● GIVEN REQUEST:
Transcribe every line of the data below word for word, omitting the picture from your copy.
* * *
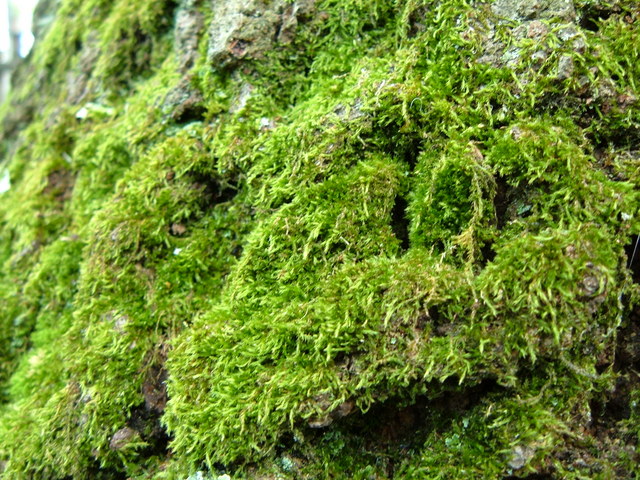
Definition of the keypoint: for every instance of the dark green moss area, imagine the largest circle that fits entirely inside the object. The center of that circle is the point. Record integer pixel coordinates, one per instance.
(349, 239)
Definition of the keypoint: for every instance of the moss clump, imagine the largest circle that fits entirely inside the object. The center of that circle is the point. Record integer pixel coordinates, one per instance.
(362, 240)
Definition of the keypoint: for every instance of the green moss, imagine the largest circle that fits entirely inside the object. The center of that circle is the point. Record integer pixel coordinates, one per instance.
(391, 246)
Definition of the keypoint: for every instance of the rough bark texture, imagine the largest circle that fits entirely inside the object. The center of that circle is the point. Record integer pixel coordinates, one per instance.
(322, 239)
* * *
● CORRECT ANSWER:
Definition of the keypoint: for every instance of the dark green moss area, imagine the largest circle that fits entirely inside the object. The center of that circle is the point. Record integer pixel coordinates, one per instance.
(349, 239)
Definition of the keypoint: for every instance of the moss clump, imagine the largest circle that fits entirely inside the object. The center of that circle is the point. Record integer pixel coordinates, one per instance.
(362, 240)
Definition of the keypoint: for every instance of the green moss, imagine the largest circle that fits entirely inside the object. The center of that circle is the point. Record integer pixel coordinates, one per instance.
(391, 246)
Definition of the keypoint: for every instance of the rough bark texture, imagine the largest circle that fits entirely inside the object. The center of that circle is the point. Record integer pixel coordinates, one per instance.
(322, 239)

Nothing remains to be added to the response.